Task to complete: The full listing below should be copied verbatim.

Data provided:

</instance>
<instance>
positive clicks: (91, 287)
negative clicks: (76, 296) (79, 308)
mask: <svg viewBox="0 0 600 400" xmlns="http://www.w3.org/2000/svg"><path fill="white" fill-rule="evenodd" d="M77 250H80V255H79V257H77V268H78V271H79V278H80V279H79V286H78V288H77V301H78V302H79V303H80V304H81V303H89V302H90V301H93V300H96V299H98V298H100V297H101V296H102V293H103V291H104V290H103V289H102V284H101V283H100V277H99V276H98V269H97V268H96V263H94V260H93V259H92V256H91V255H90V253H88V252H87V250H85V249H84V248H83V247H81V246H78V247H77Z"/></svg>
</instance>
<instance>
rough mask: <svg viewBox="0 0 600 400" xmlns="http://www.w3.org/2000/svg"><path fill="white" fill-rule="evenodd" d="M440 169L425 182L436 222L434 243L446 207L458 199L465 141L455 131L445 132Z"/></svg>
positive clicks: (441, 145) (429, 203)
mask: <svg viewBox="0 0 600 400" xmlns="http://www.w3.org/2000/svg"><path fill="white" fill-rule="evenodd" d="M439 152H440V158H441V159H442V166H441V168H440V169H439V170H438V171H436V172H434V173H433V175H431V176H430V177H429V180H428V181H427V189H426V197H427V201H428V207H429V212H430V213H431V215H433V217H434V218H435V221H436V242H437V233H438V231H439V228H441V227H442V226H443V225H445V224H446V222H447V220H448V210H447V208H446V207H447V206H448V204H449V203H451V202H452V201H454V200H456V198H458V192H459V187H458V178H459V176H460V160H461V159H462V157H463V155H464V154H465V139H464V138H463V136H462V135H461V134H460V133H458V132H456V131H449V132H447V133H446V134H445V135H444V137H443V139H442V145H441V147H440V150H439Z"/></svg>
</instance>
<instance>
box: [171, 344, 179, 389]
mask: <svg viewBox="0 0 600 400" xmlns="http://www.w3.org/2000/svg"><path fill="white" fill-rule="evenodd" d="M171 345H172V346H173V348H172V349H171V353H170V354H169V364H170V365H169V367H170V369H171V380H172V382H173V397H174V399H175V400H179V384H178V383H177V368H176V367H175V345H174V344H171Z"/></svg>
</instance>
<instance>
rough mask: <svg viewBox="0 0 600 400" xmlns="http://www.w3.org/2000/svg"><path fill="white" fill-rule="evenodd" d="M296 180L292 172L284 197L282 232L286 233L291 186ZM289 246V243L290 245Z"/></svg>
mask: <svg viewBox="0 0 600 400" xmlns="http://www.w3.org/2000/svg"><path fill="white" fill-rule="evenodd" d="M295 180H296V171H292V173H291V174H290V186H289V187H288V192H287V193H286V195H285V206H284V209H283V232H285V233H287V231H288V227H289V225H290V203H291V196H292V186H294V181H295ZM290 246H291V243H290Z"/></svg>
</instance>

Completed task:
</instance>
<instance>
positive clicks: (91, 287)
negative clicks: (76, 296) (79, 308)
mask: <svg viewBox="0 0 600 400" xmlns="http://www.w3.org/2000/svg"><path fill="white" fill-rule="evenodd" d="M77 250H80V255H79V257H77V268H78V271H79V278H80V279H79V286H78V288H77V301H78V302H79V303H80V304H81V303H89V302H90V301H93V300H96V299H98V298H100V297H101V296H102V293H103V291H104V290H103V289H102V284H101V283H100V277H99V276H98V269H97V268H96V263H94V260H93V259H92V256H91V255H90V253H88V252H87V250H85V249H84V248H83V247H81V246H78V247H77Z"/></svg>
</instance>
<instance>
rough mask: <svg viewBox="0 0 600 400" xmlns="http://www.w3.org/2000/svg"><path fill="white" fill-rule="evenodd" d="M440 169L425 182L436 222L434 243L446 207L458 199L465 141L455 131L445 132Z"/></svg>
positive clicks: (441, 145) (429, 203)
mask: <svg viewBox="0 0 600 400" xmlns="http://www.w3.org/2000/svg"><path fill="white" fill-rule="evenodd" d="M439 152H440V158H441V159H442V166H441V168H440V169H439V170H438V171H436V172H434V173H433V175H431V176H430V177H429V180H428V181H427V189H426V197H427V201H428V207H429V212H430V213H431V215H433V217H434V218H435V221H436V242H437V233H438V231H439V228H441V227H442V226H443V225H445V224H446V222H447V220H448V210H447V208H446V207H447V206H448V204H449V203H451V202H452V201H454V200H456V198H458V192H459V187H458V178H459V176H460V160H461V159H462V157H463V155H464V154H465V139H464V138H463V136H462V135H461V134H460V133H458V132H456V131H449V132H447V133H446V134H445V135H444V137H443V139H442V145H441V147H440V150H439Z"/></svg>
</instance>
<instance>
box: [171, 344, 179, 389]
mask: <svg viewBox="0 0 600 400" xmlns="http://www.w3.org/2000/svg"><path fill="white" fill-rule="evenodd" d="M171 345H172V346H173V348H172V349H171V353H170V354H169V364H170V365H169V367H170V369H171V380H172V382H173V397H174V399H175V400H179V384H178V383H177V368H176V367H175V345H174V344H171Z"/></svg>
</instance>
<instance>
rough mask: <svg viewBox="0 0 600 400" xmlns="http://www.w3.org/2000/svg"><path fill="white" fill-rule="evenodd" d="M296 180L292 172L284 197L282 232L286 233L291 186ZM289 246V243L290 245Z"/></svg>
mask: <svg viewBox="0 0 600 400" xmlns="http://www.w3.org/2000/svg"><path fill="white" fill-rule="evenodd" d="M295 180H296V171H292V173H291V174H290V186H289V187H288V192H287V193H286V195H285V206H284V209H283V232H285V233H287V231H288V227H289V225H290V203H291V196H292V186H294V181H295ZM290 246H291V243H290Z"/></svg>
</instance>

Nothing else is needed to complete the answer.